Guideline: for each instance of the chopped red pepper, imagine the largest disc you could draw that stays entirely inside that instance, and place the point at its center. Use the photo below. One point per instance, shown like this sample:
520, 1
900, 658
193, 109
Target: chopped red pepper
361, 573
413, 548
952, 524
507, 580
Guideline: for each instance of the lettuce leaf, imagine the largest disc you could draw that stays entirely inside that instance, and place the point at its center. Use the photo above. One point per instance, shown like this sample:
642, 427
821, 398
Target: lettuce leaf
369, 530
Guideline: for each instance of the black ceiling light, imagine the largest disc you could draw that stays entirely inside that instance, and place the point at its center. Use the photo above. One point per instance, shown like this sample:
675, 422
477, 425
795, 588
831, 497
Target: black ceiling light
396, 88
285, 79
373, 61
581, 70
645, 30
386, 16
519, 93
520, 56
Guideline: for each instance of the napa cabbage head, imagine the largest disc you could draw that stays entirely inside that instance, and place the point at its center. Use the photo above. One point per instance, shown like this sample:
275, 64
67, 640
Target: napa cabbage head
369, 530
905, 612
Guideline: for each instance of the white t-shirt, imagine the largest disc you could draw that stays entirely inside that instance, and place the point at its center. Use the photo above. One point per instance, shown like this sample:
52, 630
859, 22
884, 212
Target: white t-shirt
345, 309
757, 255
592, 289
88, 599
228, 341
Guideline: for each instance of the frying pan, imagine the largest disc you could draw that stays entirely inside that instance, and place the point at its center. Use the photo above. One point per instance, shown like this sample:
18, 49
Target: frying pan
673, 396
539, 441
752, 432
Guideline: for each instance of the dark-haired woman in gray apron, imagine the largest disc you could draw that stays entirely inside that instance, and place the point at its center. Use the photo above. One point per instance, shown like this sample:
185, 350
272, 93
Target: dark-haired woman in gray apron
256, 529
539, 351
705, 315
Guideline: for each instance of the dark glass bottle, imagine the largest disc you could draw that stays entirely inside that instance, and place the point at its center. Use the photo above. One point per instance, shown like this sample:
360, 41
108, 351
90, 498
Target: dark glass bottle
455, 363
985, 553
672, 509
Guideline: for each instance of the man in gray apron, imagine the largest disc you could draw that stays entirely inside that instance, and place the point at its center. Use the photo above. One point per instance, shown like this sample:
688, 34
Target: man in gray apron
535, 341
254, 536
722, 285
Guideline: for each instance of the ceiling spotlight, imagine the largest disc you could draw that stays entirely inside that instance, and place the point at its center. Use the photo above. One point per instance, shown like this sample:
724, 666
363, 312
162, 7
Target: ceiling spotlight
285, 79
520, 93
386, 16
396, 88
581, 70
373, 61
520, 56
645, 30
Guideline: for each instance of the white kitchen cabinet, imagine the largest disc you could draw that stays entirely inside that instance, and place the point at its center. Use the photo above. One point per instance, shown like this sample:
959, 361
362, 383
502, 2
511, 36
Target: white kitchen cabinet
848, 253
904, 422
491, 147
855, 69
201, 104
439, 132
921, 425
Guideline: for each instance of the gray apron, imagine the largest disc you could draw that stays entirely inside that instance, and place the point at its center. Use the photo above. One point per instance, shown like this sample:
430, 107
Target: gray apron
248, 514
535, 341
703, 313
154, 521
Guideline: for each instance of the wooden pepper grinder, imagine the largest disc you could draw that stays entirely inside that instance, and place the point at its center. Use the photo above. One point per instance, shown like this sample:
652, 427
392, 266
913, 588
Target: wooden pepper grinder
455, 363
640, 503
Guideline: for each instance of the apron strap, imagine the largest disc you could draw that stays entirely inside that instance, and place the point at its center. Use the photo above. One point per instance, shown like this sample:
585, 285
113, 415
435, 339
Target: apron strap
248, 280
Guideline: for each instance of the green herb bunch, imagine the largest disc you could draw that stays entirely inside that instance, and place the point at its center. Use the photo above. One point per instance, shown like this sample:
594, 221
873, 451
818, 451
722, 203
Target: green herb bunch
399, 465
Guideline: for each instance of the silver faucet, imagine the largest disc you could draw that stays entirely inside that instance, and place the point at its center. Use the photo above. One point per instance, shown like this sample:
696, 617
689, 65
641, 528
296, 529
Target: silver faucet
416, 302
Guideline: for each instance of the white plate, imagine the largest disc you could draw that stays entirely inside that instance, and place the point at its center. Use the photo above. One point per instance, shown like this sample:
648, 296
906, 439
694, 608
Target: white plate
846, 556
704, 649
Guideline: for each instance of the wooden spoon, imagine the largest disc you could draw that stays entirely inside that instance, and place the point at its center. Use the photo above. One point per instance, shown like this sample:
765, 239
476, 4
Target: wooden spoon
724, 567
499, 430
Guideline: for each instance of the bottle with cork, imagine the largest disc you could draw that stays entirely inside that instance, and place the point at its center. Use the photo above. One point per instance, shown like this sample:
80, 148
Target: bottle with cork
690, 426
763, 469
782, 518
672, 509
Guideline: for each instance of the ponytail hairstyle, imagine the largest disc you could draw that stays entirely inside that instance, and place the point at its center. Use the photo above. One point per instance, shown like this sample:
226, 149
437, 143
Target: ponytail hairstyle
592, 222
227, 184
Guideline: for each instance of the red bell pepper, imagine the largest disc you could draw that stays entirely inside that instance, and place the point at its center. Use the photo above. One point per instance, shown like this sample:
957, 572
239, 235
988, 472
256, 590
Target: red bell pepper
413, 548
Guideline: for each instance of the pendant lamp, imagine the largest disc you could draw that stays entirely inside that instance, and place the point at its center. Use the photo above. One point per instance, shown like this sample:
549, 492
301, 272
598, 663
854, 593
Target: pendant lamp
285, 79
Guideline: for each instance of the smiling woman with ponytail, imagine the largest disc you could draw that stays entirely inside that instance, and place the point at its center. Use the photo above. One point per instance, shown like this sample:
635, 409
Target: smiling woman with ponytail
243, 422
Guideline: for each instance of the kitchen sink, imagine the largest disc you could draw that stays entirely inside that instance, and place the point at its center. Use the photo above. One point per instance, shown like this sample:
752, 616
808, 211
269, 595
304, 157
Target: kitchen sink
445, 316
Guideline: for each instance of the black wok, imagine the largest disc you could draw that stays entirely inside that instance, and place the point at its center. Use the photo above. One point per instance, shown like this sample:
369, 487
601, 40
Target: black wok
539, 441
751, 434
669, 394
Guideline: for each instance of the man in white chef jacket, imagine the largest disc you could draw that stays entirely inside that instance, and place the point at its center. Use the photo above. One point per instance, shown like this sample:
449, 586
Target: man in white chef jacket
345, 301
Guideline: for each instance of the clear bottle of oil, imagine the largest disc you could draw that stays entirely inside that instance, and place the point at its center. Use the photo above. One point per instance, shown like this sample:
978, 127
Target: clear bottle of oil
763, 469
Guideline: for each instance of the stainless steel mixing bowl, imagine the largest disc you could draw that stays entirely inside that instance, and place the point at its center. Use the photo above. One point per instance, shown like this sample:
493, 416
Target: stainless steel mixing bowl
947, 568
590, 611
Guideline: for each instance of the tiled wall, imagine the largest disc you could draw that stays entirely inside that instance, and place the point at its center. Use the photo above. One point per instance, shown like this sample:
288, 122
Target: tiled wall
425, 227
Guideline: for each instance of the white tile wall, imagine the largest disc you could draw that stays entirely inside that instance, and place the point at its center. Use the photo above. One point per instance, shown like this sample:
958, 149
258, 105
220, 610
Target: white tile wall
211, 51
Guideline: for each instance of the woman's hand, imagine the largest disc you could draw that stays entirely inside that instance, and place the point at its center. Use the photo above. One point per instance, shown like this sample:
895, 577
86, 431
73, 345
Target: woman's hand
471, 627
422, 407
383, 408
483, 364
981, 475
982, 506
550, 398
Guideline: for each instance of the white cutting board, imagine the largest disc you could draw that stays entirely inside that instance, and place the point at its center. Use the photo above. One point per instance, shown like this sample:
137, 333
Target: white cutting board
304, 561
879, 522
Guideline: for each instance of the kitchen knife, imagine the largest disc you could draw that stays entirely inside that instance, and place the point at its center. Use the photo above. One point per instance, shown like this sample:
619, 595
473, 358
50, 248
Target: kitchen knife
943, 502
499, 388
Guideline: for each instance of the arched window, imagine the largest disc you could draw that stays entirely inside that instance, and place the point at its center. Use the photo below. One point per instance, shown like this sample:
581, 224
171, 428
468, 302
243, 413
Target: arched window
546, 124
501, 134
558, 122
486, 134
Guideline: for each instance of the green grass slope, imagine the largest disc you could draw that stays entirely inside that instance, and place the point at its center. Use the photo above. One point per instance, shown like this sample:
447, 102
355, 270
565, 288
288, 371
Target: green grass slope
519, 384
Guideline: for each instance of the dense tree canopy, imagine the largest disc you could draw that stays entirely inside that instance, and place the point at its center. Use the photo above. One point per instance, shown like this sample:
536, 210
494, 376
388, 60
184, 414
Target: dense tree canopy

_Problem to work on_
Return each line in the records that holds the string "tree".

_Your response_
Guideline: for each instance of the dense tree canopy, imagine the largest disc you could draw that stays entirely inside that instance, and place the point at its center. Use the photo above. One point per instance, shown like this sample:
Target: dense tree canopy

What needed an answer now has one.